PROBLEM REQUIREMENTS
From the entries that follow, copy exactly the lines beginning at the line holding "Target: green metal panel" and continuing through the line holding "the apartment building listed here.".

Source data
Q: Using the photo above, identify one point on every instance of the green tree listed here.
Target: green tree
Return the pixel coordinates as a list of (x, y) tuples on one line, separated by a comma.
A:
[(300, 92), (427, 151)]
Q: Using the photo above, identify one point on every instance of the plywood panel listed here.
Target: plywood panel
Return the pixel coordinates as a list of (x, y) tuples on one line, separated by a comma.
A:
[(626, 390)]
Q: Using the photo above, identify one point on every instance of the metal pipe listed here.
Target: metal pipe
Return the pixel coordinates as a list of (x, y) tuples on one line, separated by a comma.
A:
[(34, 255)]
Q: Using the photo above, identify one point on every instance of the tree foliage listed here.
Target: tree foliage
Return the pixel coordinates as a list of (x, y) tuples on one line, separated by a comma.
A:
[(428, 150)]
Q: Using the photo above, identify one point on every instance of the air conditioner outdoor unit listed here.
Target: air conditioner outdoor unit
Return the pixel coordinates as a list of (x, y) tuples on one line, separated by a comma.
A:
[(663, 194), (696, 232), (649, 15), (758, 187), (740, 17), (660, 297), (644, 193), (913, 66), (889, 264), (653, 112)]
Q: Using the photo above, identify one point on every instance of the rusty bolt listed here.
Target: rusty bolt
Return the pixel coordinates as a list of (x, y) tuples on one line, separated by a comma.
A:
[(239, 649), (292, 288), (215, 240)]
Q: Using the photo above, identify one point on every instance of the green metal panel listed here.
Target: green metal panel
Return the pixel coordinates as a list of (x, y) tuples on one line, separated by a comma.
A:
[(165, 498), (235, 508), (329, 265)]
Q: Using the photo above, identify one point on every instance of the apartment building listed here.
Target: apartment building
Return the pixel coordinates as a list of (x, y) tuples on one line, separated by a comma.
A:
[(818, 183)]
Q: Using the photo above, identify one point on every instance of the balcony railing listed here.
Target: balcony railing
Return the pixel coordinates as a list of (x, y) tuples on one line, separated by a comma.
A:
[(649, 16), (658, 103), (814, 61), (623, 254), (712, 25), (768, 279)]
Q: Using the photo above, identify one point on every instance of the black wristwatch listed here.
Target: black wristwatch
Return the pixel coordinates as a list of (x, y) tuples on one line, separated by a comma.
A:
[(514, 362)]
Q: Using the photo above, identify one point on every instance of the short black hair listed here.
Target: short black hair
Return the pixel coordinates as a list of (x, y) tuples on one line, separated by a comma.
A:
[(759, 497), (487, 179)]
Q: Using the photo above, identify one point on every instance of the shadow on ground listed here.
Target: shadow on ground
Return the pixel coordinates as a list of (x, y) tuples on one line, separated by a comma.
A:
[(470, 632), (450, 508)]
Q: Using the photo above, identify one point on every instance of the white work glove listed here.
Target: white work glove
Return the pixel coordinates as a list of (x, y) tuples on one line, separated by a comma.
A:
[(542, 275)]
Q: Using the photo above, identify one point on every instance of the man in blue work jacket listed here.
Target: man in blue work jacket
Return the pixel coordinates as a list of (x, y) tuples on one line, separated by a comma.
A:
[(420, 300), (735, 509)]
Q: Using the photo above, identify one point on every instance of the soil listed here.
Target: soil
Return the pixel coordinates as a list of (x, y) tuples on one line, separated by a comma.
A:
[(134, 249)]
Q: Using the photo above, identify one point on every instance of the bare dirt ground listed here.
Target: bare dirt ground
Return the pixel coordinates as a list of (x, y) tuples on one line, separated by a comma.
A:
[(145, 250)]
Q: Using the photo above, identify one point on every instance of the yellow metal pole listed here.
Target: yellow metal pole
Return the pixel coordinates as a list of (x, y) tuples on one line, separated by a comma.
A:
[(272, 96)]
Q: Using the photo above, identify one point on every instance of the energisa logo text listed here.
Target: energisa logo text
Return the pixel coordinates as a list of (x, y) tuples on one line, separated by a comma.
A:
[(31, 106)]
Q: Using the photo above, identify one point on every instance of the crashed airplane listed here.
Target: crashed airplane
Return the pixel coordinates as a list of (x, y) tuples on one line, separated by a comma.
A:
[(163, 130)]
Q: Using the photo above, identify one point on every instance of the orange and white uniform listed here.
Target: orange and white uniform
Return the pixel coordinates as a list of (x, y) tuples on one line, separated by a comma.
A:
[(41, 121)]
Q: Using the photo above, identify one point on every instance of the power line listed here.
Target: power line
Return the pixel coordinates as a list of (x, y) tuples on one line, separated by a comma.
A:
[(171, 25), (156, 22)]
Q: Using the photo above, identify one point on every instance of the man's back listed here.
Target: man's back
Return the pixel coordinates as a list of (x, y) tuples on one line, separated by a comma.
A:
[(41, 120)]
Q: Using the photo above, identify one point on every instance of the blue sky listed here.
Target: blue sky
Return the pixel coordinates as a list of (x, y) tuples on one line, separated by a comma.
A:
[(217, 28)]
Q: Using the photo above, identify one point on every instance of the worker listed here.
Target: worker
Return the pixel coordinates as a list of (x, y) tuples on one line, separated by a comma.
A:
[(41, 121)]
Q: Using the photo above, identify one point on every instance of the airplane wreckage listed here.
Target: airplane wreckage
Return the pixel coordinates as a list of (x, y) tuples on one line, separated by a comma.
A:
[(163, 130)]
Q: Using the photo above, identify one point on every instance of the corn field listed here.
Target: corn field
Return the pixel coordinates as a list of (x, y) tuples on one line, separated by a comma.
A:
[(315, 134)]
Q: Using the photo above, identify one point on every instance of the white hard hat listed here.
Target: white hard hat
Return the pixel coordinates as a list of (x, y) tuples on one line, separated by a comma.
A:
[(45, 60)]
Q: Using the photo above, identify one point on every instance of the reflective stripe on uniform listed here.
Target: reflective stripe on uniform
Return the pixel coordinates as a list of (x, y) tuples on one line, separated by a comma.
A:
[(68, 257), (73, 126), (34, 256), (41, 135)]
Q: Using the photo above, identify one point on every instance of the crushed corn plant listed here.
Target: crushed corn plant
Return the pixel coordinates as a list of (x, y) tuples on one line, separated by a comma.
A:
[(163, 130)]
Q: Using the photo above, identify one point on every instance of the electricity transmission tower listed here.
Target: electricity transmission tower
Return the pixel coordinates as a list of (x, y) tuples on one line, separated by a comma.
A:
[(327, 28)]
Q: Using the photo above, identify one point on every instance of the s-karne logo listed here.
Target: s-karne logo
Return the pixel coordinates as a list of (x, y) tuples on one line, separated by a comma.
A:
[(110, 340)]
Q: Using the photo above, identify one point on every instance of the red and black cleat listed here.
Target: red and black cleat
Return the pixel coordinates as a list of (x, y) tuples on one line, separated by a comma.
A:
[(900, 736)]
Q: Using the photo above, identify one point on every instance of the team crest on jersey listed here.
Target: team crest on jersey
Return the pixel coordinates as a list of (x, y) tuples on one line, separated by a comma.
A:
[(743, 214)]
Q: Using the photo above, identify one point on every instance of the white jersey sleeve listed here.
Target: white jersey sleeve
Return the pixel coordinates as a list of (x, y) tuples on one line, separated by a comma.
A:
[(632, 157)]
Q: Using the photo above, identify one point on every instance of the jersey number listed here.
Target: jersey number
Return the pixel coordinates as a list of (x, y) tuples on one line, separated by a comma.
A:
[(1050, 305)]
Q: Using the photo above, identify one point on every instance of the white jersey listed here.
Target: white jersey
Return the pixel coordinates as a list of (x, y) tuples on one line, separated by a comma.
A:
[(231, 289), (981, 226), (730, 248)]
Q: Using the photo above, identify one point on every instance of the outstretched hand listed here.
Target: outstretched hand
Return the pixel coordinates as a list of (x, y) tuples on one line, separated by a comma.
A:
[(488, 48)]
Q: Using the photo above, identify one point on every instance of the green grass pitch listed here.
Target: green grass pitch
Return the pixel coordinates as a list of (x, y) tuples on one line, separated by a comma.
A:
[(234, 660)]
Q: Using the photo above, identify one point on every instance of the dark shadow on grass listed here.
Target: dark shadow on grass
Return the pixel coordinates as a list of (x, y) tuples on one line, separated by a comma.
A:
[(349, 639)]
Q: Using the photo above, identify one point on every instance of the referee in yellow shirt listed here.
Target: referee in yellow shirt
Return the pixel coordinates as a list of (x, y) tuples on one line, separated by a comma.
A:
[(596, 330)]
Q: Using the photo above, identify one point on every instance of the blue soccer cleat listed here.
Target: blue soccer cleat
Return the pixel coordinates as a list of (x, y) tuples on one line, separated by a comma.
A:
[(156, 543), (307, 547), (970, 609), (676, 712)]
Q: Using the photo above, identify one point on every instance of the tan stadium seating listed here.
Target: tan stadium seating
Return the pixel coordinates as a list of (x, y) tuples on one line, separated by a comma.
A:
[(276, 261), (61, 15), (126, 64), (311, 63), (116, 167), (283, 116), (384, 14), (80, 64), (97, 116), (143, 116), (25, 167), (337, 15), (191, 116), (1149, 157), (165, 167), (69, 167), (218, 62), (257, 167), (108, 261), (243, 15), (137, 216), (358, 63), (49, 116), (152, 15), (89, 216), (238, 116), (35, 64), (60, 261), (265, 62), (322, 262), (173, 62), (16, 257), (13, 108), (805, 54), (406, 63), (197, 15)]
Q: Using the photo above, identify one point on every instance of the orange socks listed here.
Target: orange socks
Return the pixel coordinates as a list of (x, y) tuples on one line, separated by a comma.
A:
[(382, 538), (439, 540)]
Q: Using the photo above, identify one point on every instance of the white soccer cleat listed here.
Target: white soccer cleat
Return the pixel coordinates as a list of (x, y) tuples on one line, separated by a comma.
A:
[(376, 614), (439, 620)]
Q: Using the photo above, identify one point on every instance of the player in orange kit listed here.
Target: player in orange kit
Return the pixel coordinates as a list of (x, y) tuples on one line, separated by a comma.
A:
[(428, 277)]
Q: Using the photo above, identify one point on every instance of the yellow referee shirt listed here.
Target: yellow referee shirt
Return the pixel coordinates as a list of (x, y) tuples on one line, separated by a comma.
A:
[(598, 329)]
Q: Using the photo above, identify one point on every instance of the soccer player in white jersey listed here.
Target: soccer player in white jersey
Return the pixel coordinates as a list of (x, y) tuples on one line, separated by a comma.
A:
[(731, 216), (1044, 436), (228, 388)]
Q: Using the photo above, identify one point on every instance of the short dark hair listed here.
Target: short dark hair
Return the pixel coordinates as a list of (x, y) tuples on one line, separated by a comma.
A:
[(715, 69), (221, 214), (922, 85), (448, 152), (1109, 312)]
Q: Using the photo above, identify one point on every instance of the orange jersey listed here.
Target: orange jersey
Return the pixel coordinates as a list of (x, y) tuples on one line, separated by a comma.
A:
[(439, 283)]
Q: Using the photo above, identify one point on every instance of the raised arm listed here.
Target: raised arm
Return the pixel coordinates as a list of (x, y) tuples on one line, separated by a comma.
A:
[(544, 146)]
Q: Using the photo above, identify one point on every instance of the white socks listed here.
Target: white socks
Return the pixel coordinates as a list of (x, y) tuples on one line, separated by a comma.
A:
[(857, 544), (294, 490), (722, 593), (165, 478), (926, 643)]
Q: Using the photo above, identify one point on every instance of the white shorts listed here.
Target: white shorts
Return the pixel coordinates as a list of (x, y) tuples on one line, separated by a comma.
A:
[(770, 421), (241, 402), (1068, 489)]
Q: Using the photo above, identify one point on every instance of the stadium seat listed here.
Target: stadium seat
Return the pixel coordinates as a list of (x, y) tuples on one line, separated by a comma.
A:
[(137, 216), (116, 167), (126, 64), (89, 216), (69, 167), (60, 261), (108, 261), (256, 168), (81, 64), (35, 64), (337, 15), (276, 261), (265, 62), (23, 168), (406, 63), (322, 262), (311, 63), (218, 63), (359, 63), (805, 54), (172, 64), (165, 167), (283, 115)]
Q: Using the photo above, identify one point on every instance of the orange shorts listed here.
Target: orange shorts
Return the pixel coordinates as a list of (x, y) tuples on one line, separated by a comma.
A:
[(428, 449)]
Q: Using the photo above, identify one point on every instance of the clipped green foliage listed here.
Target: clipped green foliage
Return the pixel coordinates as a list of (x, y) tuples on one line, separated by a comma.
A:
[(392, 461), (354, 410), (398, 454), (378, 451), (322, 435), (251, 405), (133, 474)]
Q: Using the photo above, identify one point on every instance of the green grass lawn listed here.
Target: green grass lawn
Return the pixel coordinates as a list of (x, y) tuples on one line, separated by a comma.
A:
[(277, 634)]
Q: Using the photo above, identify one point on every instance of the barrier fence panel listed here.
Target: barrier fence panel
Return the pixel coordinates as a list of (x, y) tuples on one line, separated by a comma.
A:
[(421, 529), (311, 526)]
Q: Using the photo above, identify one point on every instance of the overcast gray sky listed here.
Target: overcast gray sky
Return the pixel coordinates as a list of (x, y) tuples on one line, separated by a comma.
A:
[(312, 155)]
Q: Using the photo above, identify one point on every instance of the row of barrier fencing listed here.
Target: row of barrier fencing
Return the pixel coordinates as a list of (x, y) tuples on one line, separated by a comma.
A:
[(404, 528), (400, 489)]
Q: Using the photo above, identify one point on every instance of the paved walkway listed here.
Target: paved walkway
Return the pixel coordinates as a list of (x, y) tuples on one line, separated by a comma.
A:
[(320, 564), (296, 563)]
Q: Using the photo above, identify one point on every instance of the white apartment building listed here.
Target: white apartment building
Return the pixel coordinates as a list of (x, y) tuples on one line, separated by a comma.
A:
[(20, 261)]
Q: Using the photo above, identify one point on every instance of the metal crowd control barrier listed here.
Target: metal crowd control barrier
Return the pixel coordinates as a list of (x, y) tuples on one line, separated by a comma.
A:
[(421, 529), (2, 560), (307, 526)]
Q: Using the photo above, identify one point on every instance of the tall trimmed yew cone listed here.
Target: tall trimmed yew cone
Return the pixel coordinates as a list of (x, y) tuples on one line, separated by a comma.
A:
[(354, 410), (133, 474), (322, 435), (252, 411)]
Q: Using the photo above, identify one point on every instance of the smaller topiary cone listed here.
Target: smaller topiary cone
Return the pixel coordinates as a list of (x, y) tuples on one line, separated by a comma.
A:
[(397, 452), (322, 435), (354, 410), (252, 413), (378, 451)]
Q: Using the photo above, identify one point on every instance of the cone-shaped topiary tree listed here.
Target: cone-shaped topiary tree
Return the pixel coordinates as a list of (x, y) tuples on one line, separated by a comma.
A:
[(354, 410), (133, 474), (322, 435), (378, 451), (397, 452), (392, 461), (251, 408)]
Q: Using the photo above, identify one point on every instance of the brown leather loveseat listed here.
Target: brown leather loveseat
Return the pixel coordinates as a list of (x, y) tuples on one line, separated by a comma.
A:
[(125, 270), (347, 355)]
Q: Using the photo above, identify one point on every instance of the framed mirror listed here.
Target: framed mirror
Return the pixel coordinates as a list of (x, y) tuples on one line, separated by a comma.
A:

WRITTEN ANSWER
Target: green metal panel
Return the pixel coordinates as a list of (x, y) tuples on one line, separated by a comma.
A:
[(165, 498), (235, 508), (329, 265)]
Q: Using the photo above, identify one point on every instance of the apartment building listed here.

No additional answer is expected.